■ Page extract
WMU News

President Floyd tapped to head University of Missouri system

Nov. 13, 2002

KALAMAZOO -- Dr. Elson S. Floyd, the sixth president of Western Michigan University, is leaving WMU to take the reins of the University of Missouri system.

Floyd, who has been the WMU leader since August 1998, was tapped by the board of curators of the four-campus Missouri system to succeed Dr. Manuel T. Pacheco, who is retiring from the post of UM president at the end of this year. Floyd is expected to take office in Missouri on Jan. 6. Word of Floyd's decision to accept the Missouri offer came at the end of more than a week of speculation triggered by press reports of his candidacy for the position.

"It is with mixed and heartfelt emotions that today I advised the Board of Trustees that I have accepted the position of president of the University of Missouri," Floyd wrote in a message to the campus community. "While I am excited about the challenges that lie ahead, I am also saddened to be leaving the institution that gave me the opportunity to realize my dream of being a university president. For this, Western Michigan University, its trustees, faculty, staff, students, alumni and friends will always hold a special place in my heart."

The University of Missouri has nearly 60,000 students on four main campuses--in Columbia, St. Louis, Kansas City and Rolla. Each campus is headed by a chancellor who reports to the system president. The system includes law, medical and dental schools and nationally recognized programs in such fields as life sciences, engineering, geology and journalism. Of the student body, 76 percent are pursuing bachelor's degrees, while 24 percent are enrolled in graduate programs.

■ Information

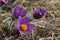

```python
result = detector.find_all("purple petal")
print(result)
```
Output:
[2,0,8,4]
[33,8,46,19]
[28,24,36,30]
[13,5,27,18]
[22,17,30,24]
[24,30,32,34]
[19,30,26,35]
[16,16,21,30]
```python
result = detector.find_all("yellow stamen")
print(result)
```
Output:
[20,24,28,31]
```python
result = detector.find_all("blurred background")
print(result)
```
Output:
[0,0,60,40]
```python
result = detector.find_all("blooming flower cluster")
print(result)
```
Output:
[13,5,46,34]
[0,0,46,35]
[0,0,8,4]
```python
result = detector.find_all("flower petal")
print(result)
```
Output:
[22,17,30,24]
[13,5,27,18]
[2,0,8,4]
[28,24,36,30]
[19,30,26,35]
[16,16,21,30]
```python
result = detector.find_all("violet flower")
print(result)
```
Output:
[16,16,35,35]
[33,8,46,19]
[13,5,27,18]
[1,0,8,4]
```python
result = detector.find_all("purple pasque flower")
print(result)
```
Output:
[1,0,8,4]
[13,5,27,18]
[33,8,46,19]
[16,16,35,35]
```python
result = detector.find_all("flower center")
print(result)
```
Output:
[20,24,28,31]
[2,0,6,3]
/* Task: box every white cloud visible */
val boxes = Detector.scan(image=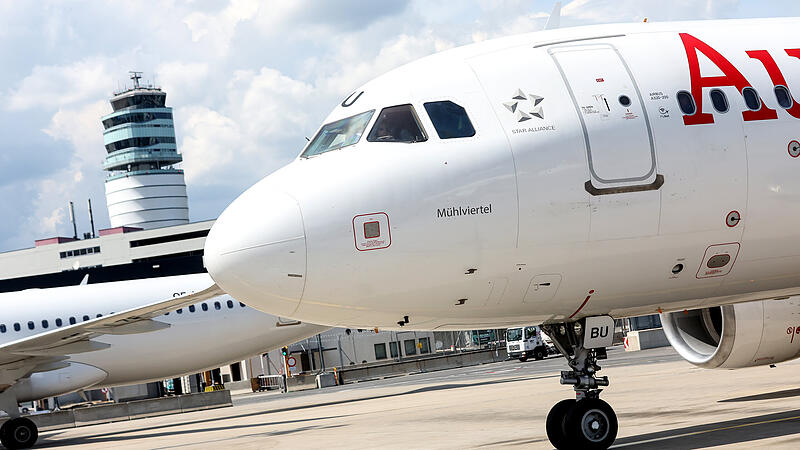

■ Tasks
[1] According to the WMU News article, on what date is Floyd expected to take office in Missouri?
[2] List every city where, according to the WMU News article, the University of Missouri has one of its four main campuses.

■ List of answers
[1] Jan. 6

[2] Columbia, St. Louis, Kansas City, Rolla